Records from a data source
** begin **

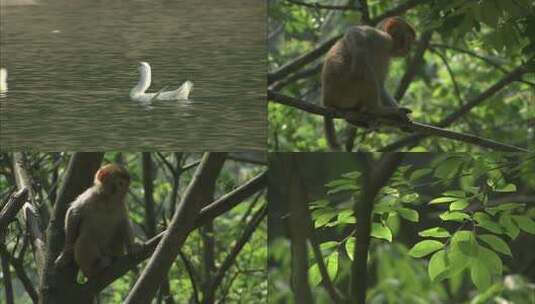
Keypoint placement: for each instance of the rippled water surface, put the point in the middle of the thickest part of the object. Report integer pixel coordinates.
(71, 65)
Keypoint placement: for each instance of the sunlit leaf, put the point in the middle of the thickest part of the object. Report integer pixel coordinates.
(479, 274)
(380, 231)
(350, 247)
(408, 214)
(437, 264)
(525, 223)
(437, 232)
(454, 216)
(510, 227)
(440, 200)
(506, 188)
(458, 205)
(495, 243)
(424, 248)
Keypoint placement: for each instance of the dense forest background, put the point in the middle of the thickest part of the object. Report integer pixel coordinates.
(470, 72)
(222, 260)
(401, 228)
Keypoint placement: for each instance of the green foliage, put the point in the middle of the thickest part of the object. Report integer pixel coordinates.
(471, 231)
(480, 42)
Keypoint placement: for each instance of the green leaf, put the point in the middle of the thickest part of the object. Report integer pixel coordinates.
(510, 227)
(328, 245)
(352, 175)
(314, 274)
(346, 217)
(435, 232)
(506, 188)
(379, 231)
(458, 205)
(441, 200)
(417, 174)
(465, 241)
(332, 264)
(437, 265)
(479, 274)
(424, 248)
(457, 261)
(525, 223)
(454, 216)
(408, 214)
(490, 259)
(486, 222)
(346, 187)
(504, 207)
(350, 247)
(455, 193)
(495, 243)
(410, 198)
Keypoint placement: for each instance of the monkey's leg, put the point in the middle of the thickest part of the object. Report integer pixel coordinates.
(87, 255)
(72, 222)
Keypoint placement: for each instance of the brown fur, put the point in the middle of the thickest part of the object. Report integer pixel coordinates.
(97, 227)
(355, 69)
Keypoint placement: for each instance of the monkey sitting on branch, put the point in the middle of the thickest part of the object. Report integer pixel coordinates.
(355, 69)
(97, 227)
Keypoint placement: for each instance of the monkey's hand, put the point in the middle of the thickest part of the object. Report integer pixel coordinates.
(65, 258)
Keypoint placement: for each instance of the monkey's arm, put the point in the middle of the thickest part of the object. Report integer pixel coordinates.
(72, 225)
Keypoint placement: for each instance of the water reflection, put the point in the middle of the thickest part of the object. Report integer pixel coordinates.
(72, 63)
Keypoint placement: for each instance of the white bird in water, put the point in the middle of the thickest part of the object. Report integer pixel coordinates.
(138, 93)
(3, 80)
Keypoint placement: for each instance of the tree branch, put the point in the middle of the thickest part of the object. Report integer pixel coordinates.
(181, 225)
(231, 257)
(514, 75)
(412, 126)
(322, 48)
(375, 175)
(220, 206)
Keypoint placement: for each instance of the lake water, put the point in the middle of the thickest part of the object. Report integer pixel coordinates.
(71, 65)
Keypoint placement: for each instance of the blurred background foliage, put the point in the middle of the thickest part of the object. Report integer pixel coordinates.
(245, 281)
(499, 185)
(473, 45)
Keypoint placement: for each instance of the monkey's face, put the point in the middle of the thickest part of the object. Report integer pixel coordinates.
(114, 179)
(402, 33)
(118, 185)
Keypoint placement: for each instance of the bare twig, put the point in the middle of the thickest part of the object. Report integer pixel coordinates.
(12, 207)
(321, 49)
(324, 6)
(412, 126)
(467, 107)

** end **

◆ **Aim**
Put the lines above, from the line with "Keypoint placement: for each instance of the bare" through the last line of the records, into a numbered list, leaving out any blank lines.

◆ **Answer**
1. Keypoint placement: for each instance of the bare twig, put the point in the middle of the thickest part of the object. Report integer pixel coordinates.
2. (12, 207)
3. (321, 49)
4. (324, 6)
5. (412, 126)
6. (467, 107)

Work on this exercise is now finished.